---------- DATA IN THIS EXERCISE ----------
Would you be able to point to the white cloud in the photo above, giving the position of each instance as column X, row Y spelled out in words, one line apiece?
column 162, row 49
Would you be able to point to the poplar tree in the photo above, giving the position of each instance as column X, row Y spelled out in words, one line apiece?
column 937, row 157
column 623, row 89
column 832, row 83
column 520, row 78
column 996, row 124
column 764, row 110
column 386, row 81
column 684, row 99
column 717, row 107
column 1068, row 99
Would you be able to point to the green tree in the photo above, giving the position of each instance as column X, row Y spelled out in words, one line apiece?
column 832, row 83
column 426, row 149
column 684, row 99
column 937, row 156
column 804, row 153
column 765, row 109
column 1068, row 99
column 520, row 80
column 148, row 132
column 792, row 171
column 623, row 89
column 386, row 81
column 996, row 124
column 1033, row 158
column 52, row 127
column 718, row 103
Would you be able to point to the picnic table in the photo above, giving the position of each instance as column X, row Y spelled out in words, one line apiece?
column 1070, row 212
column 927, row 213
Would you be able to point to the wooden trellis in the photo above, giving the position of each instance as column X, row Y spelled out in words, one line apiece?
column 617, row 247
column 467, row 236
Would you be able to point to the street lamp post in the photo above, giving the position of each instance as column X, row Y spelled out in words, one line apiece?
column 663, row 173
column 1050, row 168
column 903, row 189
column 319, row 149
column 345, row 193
----------
The answer is to be the lines from the one holding "Would you be able to point to the street" through the end of the data above, transcribed character for character, both ends included.

[EXERCISE ANSWER]
Would you be able to point to the street lamp post in the photo above, giving the position of each instance as column X, row Y spelled out in words, one line apiece?
column 663, row 173
column 1050, row 168
column 903, row 189
column 319, row 149
column 345, row 193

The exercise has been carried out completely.